▸ **Instructions to follow**
Write out the lines below again, requests included, beginning at the line that contains "of the reflective" and continuing through the last line, with every coordinate in the answers raised by 122 and the sample coordinates in the requests left unchanged. Leave the pictures out.

(Excerpts of pointing data)
* * *
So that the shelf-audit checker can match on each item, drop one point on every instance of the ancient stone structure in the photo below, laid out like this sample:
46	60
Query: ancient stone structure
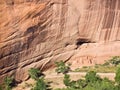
35	33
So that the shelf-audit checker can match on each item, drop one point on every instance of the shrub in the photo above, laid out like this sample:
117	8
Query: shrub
62	68
117	77
67	80
8	81
92	77
40	84
34	73
115	60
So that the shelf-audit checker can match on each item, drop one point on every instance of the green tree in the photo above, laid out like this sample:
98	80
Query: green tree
8	83
62	67
34	73
117	77
40	84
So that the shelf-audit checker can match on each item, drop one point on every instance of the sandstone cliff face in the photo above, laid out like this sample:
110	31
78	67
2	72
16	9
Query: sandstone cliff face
35	33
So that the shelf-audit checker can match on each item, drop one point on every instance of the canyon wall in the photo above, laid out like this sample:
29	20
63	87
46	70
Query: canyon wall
36	33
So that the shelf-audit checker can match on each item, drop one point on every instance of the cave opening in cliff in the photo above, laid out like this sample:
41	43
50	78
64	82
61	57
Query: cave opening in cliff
80	42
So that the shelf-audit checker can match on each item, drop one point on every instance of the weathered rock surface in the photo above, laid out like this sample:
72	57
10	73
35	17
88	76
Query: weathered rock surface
35	33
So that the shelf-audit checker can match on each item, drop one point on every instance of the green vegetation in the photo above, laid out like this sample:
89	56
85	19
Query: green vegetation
8	81
40	84
62	67
108	67
34	73
91	81
40	81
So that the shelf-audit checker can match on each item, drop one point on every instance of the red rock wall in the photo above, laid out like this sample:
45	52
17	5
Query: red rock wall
35	33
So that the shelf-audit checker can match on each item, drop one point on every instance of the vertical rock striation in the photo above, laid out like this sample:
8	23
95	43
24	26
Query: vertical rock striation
35	33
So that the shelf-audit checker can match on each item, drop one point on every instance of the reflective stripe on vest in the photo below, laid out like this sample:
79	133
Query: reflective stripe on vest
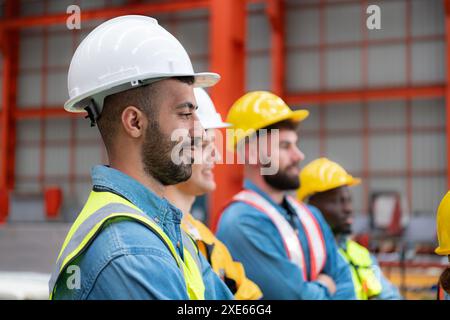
366	283
89	223
290	238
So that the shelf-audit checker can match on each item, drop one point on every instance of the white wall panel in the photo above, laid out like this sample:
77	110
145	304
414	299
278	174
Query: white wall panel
60	50
27	160
60	6
343	23
387	114
428	151
387	184
428	112
428	61
302	71
193	35
57	160
387	152
57	92
386	65
427	17
28	130
310	146
346	151
57	129
258	32
343	68
29	94
393	15
427	193
302	27
344	116
312	122
31	7
30	55
258	73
* * *
▸ **Correct answer**
So that the shelf-audit checker can match on each item, drop one point on every instance of the reflective stripe on vest in the photo below, laid out like this sample:
79	133
Query: reflective stripe on vest
488	405
211	345
412	360
So that the shelf-audit checker can match on each item, drop one point on every instance of the white wall panel in the photo above, laid out like this sample:
77	110
145	304
414	299
278	174
Query: white wall panel
182	172
149	282
182	128
465	145
509	236
550	273
509	306
550	234
550	183
424	193
315	157
179	282
509	274
179	214
508	187
549	139
150	252
432	268
468	273
179	251
380	154
465	190
151	216
515	137
549	315
424	149
466	238
434	244
153	129
152	177
380	195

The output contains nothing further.